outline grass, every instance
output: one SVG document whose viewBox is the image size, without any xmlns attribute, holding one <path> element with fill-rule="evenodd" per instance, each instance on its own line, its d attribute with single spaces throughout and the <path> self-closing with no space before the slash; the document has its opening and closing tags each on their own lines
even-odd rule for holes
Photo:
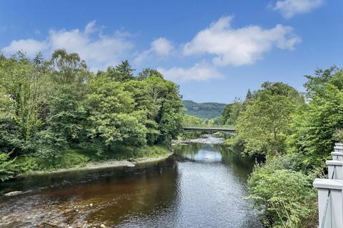
<svg viewBox="0 0 343 228">
<path fill-rule="evenodd" d="M 168 152 L 168 147 L 163 145 L 141 147 L 119 145 L 100 155 L 91 150 L 66 150 L 61 152 L 53 161 L 47 161 L 46 159 L 31 155 L 18 157 L 15 163 L 19 173 L 26 173 L 31 171 L 54 171 L 59 169 L 85 167 L 90 162 L 100 162 L 109 160 L 135 160 L 138 158 L 164 155 Z"/>
</svg>

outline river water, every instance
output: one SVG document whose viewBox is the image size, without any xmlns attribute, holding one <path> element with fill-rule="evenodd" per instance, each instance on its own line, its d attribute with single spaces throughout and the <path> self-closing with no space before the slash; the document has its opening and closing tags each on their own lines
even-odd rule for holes
<svg viewBox="0 0 343 228">
<path fill-rule="evenodd" d="M 187 143 L 135 168 L 16 180 L 0 191 L 0 227 L 262 227 L 247 195 L 254 161 L 220 145 Z"/>
</svg>

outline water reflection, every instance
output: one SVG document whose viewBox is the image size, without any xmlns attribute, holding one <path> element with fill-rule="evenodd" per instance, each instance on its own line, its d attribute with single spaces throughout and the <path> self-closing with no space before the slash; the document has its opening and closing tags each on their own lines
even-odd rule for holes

++++++++++

** PROBLEM DETAILS **
Rewrite the listing above, swapping each "outline" for "trace" and leaving everything else as it is. Omit the pictures.

** FULL OUTPUT **
trace grass, every instance
output: one SVG document whose viewBox is the image size, without any xmlns attribute, holding one <path> element with fill-rule="evenodd" per instance, each instance on its own line, its d attribute with single spaces throughout and the <path> self-closing with no space before the slash; the document has its opening and closing tags each on their own lines
even-odd rule for holes
Photo:
<svg viewBox="0 0 343 228">
<path fill-rule="evenodd" d="M 168 152 L 168 147 L 163 145 L 141 147 L 119 145 L 100 155 L 91 150 L 66 150 L 61 152 L 53 161 L 47 161 L 46 159 L 31 155 L 18 157 L 15 163 L 19 173 L 26 173 L 31 171 L 54 171 L 59 169 L 85 167 L 90 162 L 100 162 L 109 160 L 135 160 L 138 158 L 164 155 Z"/>
</svg>

trace river water, every instance
output: one SVG document whose viewBox is the image size, without any xmlns attribute, holding one <path> element with fill-rule="evenodd" per instance, each instance on its own line, its d attribute with single spaces throughout and the <path> self-closing with no space before the slash; the document has its opening and closing tags each on their own lines
even-odd rule for holes
<svg viewBox="0 0 343 228">
<path fill-rule="evenodd" d="M 187 143 L 135 168 L 16 180 L 0 191 L 0 227 L 262 227 L 247 195 L 254 161 L 220 145 Z"/>
</svg>

trace water reflection, every instance
output: one SVG document whose viewBox is the image size, without any xmlns attribute, holding one <path> element with fill-rule="evenodd" per instance, each instance on its own line, its d attribute with single spaces throughout and the <path> self-closing with no space before the slash; the document has its opening and closing tags each on their own lines
even-odd rule for holes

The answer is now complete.